(Coordinate labeling data)
--------------------

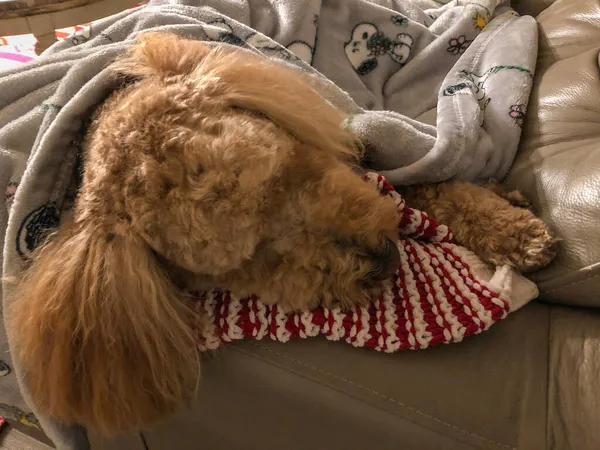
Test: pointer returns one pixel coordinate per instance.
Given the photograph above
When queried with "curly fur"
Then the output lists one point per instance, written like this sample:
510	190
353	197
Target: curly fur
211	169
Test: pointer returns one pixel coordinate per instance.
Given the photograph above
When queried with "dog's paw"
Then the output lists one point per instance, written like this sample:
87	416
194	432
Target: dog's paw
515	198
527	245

--------------------

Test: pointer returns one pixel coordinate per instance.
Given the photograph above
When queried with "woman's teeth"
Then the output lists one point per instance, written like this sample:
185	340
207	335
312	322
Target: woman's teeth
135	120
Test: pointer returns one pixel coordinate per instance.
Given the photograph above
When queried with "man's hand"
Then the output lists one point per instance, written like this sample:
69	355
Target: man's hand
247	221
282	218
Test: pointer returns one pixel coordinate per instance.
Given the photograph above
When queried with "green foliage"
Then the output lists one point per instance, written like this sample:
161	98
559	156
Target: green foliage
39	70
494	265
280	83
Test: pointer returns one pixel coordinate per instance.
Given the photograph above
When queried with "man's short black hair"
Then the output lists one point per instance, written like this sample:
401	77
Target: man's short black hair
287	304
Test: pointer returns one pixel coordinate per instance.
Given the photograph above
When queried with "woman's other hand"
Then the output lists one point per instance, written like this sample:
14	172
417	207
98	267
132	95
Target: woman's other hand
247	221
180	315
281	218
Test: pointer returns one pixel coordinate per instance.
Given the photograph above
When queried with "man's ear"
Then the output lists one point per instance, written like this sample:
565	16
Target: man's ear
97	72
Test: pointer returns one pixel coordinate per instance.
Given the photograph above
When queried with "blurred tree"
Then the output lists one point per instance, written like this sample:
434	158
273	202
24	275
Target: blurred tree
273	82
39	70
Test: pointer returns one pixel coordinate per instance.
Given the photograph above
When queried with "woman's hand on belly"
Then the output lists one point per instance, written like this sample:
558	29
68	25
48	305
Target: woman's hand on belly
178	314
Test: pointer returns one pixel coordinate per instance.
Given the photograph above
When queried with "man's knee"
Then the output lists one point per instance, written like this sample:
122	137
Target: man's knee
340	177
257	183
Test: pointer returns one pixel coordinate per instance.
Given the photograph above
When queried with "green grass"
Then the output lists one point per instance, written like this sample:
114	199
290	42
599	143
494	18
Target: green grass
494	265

--------------------

Given instruction
Extract each line of the records containing the word "foliage", and copy those lines unchanged.

Solution to this task
When queried with "green foliage"
Target: green foliage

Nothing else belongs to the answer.